Output exactly, please, the lines of the records below from the one containing "Target: player's ear" through the final line.

begin Input for this task

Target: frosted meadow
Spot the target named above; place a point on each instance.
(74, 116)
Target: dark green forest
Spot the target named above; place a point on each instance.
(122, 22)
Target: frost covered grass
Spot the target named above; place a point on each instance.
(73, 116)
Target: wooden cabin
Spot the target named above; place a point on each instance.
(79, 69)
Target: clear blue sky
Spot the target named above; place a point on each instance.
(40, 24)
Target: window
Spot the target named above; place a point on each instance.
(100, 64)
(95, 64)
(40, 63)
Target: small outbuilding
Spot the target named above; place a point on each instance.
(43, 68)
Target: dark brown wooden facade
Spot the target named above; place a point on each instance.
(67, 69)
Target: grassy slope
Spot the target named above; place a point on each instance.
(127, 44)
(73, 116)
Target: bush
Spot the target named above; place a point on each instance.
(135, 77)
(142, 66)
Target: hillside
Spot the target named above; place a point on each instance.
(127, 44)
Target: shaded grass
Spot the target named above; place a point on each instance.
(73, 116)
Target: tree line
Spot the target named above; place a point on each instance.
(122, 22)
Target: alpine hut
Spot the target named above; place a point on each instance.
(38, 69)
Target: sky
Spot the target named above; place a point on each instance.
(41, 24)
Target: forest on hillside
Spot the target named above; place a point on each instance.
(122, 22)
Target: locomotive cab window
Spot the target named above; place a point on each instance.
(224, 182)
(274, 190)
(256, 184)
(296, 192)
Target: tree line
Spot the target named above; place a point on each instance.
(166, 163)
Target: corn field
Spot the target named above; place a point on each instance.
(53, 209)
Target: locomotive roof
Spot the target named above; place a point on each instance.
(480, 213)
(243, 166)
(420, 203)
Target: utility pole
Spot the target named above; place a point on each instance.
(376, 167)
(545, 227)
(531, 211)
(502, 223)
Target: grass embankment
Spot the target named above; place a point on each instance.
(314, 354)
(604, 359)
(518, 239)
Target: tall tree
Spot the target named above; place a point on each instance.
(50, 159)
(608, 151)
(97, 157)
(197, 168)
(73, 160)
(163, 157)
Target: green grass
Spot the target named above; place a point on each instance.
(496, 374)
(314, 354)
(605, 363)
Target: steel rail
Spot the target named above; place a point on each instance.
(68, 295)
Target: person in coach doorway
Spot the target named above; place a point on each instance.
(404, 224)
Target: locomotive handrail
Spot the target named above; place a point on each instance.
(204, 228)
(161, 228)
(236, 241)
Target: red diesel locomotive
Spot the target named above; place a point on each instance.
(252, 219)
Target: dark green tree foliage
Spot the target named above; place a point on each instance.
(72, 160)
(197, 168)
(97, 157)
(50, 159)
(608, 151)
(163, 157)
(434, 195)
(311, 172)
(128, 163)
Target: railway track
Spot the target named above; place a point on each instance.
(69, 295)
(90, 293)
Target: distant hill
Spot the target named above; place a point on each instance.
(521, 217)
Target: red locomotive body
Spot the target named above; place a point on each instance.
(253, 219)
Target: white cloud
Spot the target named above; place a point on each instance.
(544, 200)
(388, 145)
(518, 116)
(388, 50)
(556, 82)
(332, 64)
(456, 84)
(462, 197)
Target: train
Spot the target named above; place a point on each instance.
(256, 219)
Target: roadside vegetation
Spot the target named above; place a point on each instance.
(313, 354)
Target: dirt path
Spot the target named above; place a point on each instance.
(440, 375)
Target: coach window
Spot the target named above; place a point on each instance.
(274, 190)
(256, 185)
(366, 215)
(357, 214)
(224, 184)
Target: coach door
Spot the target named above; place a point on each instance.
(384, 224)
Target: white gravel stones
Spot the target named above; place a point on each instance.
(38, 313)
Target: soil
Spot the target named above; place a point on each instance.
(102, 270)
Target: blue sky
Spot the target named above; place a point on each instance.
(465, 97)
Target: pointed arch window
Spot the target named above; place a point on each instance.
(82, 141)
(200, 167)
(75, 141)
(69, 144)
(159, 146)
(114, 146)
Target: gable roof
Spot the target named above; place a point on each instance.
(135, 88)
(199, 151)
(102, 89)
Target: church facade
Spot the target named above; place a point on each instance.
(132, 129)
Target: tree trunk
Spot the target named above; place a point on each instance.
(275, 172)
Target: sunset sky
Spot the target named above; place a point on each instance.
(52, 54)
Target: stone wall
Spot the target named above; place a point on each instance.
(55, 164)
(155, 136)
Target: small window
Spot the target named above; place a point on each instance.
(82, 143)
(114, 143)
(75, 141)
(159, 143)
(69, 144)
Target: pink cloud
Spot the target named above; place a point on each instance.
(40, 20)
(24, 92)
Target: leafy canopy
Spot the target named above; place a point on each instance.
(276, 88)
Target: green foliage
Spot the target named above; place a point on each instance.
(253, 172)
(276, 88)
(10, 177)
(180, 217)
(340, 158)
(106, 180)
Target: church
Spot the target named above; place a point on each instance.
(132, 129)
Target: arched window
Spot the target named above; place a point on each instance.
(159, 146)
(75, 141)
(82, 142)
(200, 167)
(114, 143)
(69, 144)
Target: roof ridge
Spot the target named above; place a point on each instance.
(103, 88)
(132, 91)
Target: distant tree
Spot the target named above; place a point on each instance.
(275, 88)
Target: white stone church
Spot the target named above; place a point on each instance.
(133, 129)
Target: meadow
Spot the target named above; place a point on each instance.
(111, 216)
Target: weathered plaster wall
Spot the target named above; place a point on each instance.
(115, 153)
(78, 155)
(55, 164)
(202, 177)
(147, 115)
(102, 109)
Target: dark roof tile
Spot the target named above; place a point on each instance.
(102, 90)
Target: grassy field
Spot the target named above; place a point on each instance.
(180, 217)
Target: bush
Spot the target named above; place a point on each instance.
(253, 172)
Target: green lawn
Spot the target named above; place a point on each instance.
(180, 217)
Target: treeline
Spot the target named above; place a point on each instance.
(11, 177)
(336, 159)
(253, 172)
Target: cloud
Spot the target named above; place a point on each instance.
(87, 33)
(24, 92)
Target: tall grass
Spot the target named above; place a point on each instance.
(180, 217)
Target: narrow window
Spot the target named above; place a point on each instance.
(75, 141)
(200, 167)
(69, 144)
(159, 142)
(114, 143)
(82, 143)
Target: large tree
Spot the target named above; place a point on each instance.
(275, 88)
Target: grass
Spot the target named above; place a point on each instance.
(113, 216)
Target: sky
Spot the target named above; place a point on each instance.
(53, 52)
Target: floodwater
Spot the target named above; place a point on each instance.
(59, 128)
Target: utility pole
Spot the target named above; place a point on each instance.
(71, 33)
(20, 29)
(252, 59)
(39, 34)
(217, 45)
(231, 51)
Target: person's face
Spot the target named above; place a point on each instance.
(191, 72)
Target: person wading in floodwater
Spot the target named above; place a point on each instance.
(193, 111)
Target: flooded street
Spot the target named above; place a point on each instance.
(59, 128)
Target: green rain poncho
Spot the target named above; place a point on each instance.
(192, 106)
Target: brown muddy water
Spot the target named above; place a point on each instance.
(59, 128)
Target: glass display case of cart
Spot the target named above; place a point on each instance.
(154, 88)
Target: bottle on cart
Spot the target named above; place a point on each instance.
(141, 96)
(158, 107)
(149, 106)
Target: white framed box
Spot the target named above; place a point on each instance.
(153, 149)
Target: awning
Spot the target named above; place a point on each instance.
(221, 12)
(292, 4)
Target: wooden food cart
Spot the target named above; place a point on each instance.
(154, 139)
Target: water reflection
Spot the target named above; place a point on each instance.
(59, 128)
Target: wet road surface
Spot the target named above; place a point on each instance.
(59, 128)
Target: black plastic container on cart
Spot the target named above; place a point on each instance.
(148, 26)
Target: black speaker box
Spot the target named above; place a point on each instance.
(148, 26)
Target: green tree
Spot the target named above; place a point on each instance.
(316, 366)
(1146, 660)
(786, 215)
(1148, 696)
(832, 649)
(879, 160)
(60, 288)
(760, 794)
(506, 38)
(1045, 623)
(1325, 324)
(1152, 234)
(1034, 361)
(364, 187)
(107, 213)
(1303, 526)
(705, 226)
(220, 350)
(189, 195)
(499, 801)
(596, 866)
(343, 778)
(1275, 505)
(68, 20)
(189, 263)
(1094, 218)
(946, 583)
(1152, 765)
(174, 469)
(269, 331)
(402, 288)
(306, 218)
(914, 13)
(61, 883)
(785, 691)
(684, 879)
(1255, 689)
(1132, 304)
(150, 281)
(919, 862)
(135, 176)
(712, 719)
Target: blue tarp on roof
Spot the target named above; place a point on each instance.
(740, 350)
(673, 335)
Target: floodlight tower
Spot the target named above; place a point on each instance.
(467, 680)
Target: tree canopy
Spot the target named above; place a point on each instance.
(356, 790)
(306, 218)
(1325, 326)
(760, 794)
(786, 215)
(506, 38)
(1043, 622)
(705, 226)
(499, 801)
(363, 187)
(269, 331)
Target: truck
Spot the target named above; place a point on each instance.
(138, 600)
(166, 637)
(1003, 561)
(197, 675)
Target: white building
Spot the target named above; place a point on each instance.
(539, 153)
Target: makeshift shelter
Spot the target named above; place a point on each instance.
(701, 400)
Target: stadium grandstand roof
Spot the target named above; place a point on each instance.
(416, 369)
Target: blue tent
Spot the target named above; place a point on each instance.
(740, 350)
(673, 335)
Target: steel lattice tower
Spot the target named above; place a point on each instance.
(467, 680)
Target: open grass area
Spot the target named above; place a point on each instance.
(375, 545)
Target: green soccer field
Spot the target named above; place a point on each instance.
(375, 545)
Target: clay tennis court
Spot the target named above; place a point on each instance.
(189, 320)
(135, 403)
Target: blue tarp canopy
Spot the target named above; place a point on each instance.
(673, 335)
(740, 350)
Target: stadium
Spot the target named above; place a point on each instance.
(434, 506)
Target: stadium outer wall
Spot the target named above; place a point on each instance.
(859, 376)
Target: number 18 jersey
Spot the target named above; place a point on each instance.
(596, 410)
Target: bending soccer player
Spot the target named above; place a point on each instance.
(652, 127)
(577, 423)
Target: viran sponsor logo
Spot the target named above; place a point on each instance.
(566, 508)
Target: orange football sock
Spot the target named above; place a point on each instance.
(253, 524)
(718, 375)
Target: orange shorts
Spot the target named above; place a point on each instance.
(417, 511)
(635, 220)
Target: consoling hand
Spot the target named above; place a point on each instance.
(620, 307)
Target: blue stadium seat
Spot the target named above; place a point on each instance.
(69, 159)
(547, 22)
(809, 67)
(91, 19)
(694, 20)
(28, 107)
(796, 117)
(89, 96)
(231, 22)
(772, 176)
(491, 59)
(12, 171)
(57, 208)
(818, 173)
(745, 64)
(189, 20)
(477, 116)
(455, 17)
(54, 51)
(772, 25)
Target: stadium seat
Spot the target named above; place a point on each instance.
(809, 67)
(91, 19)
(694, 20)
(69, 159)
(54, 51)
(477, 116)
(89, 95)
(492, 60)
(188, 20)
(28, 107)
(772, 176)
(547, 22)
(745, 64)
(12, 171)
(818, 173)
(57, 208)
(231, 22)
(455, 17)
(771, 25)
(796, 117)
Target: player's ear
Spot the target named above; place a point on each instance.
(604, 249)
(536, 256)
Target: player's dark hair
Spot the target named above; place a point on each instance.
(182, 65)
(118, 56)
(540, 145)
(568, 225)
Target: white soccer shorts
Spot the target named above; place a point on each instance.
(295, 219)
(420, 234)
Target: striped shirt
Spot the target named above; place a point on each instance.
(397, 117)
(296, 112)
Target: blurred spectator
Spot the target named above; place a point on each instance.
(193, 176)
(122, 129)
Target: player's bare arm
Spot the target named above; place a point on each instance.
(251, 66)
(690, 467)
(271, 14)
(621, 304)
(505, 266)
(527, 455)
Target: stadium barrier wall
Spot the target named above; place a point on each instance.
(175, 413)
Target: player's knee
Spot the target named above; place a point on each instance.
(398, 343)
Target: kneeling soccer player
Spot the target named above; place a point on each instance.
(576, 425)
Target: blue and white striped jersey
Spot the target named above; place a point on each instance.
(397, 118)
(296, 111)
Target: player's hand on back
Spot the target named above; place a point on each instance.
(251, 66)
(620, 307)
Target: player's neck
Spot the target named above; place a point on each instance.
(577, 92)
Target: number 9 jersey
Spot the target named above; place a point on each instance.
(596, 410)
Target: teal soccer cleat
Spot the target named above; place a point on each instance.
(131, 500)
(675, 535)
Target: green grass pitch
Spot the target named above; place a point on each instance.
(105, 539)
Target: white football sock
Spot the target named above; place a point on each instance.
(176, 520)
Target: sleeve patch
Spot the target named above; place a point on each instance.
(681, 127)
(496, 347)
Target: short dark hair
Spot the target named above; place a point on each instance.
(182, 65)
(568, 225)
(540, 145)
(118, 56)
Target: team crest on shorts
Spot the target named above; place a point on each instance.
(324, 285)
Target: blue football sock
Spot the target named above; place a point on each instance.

end Input for this task

• [Task result]
Target: player's ear
Spot the target named above; place a point on each instance.
(604, 249)
(536, 256)
Target: player's dark hair
Spot the target named above; place a point on each instance.
(182, 65)
(118, 56)
(540, 145)
(568, 225)
Target: white soccer shorts
Spot the target named above; place a point on each instance.
(295, 219)
(420, 234)
Target: striped shirt
Spot the target named above; place a point on each instance.
(397, 117)
(296, 112)
Target: blurred spectator
Spot the target named above; place a point on each instance.
(193, 176)
(122, 129)
Target: player's bare arm
Spot the target named above; place a point on each instance.
(251, 66)
(690, 467)
(271, 14)
(621, 304)
(505, 266)
(527, 455)
Target: stadium barrier wall
Spot the target named above; place a point on each instance.
(175, 413)
Target: player's knee
Spot the target named above; place a point on each instance.
(398, 343)
Target: kneeling soccer player
Spot the target named above; place a point on each instance.
(576, 425)
Target: blue and white striped jersey
Spot the target named above; place a point on each instance.
(397, 118)
(296, 111)
Target: player's hand on back
Spot the target named above; place a point on each instance.
(251, 66)
(620, 307)
Target: player's neck
Spot the target named above; place a point on each instance.
(577, 92)
Target: number 9 jersey
Spot the target named above; place a point on each instance.
(596, 410)
Target: teal soccer cleat
Spot the target named above; place a point on each instance.
(131, 500)
(675, 535)
Target: green grass pitch
Spot the target named above; place a point on each instance.
(105, 539)
Target: white football sock
Spot the target named above; place a point on each instance.
(176, 520)
Target: sleeve patch
Spot the target named above; place a point on each instance.
(681, 127)
(496, 347)
Target: short dark hair
Spot the target named above; place a point on each instance.
(182, 65)
(568, 225)
(540, 145)
(118, 56)
Target: team crest on shorts
Spot the target named above; place a point on each instance.
(324, 285)
Target: blue football sock
Spot the target named above; place a point on each instance.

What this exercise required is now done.